Textauszug:
□ □ □

Das ist eine Effizienzsache. Für schnelle kleine Automaten zählt jede Zeile.

Frank


----------



## vierlagig (10 April 2011)

IBFS schrieb:


> Das ist eine Effizienzsache. Für schnelle kleine Automaten zählt jede Zeile.
> 
> Frank



also soviel zeit muß ja wohl noch sein ... wenn diese ordnende querzuweisung so zeitverbrennend ist sollte über das AG zu der entsprechenden maschine nachgedacht werden...


----------



## IBFS (10 April 2011)

vierlagig schrieb:


> also soviel zeit muß ja wohl noch sein ... wenn diese ordnende querzuweisung so zeitverbrennend ist sollte über das AG zu der entsprechenden maschine nachgedacht werden...


 
@VL
Ohne den betreffenden Code je gesehen zu haben, würde ich mal nicht so vorschnell urteilen.
Es gibt nicht nur "komponenetenbasierte" Glasanlagen 

Frank


----------



## vierlagig (10 April 2011)

IBFS schrieb:


> @VL
> Ohne den betreffenden Code je gesehen zu haben, würde ich mal nicht so vorschnell urteilen.
> Es gibt nicht nur "komponenetenbasierte" Glasanlagen
> 
> Frank



die Glasanlagen waren bis ende märz, ich betreue jetzt ardenne anlagen ... im selben ort


----------



## IBFS (10 April 2011)

vierlagig schrieb:


> ... ich betreue jetzt ardenne anlagen ...


 
und da soll ich DIR Schnachnase komponentenbasiere Programmkonstrukte erklären???
Was denkst den du was ich u.a. hier am meinem Laptop für historische Programme habe.
Preisfrage: sind die "32bit-Struktur"-Programme oder noch die mit 16bit = 1 WORT?

Frank


----------



## vierlagig (10 April 2011)

IBFS schrieb:


> und da soll ich DIR Schnachnase komponentenbasiere Programmkonstrukte erklären???
> Was denkst den du was ich u.a. hier am meinem Laptop für historische Programme habe.
> Preisfrage: sind die "32bit-Struktur"-Programme oder noch die mit 16bit = 1 WORT?
> 
> Frank



kannst du gerne - gern auch bei dem einen oder anderen bier.
zu der preisfrage: 16bit
und zur anlage an sich: FOSA 2150 ... die auf dem Prospekt abgebildete steht hinter mir...


----------



## IBFS (10 April 2011)

vierlagig schrieb:


> kannst du gerne - gern auch bei dem einen oder anderen bier.

□ □ □

Aufgabe A:
Gib den Abschnitt der Einträge unten von der Zeile mit „Query: **white pill**“ bis einschließlich der Zeile mit „M 177 73 L 177“ wortgetreu wieder.

Vorliegende Einträge:
□ □ □

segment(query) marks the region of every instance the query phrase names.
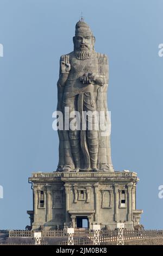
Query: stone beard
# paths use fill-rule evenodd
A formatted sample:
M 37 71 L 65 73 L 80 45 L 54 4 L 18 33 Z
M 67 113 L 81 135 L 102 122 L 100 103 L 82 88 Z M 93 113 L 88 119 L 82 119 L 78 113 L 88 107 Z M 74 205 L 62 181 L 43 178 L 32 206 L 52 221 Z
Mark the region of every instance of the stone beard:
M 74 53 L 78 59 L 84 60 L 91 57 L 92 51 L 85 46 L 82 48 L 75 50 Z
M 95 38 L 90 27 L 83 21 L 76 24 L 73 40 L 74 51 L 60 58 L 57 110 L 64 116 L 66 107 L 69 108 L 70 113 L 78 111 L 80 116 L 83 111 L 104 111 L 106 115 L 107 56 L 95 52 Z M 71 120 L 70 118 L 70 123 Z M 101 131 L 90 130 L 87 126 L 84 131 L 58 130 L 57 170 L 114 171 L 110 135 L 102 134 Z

□ □ □

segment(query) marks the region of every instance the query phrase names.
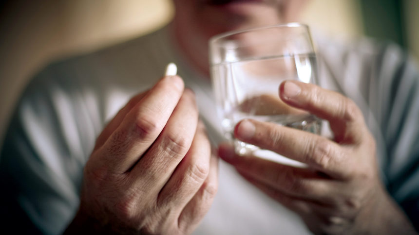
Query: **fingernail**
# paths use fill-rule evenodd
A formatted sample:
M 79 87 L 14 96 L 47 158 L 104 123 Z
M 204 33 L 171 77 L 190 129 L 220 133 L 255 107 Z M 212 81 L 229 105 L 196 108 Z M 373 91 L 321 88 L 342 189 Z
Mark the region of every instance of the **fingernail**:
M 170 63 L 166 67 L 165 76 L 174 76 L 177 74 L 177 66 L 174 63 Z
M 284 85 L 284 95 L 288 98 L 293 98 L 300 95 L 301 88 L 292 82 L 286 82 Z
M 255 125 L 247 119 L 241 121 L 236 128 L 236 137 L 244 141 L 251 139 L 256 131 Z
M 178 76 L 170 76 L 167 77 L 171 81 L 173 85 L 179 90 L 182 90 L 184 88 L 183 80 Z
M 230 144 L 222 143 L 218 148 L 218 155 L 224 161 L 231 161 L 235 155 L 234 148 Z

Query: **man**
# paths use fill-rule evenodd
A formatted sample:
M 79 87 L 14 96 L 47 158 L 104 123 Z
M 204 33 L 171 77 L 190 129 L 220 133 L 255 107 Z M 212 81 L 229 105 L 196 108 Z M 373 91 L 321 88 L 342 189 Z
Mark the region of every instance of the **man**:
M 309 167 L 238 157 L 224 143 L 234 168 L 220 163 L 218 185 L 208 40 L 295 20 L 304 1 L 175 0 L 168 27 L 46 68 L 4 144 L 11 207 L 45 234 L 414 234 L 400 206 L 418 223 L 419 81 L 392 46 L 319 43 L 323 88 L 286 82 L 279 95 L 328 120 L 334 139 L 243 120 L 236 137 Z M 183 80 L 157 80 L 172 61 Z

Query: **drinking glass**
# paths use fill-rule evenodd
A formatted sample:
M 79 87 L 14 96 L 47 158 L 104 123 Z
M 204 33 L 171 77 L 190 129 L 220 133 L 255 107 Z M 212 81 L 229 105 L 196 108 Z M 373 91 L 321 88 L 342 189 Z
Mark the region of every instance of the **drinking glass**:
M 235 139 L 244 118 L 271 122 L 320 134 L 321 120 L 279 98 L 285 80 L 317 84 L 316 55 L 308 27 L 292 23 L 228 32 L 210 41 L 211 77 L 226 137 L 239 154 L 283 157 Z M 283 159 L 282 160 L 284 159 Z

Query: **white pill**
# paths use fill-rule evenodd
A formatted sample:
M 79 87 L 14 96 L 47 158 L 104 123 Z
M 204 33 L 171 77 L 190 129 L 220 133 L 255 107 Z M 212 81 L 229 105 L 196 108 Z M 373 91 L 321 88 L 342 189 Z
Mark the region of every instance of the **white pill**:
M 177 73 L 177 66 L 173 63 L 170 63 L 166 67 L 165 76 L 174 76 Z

□ □ □

Aufgabe B:
Welche Anlage steht laut dem Textauszug hinter vierlagig?

Lösung A:
Query: **white pill**
# paths use fill-rule evenodd
A formatted sample:
M 79 87 L 14 96 L 47 158 L 104 123 Z
M 204 33 L 171 77 L 190 129 L 220 133 L 255 107 Z M 212 81 L 229 105 L 196 108 Z M 373 91 L 321 88 L 342 189 Z
Mark the region of every instance of the **white pill**:
M 177 73 L 177 66 L 173 63 L 170 63 L 166 67 L 165 76 L 174 76 Z

Lösung B:
Hinter vierlagig steht eine FOSA 2150, und zwar die Anlage, die auf dem Prospekt abgebildet ist.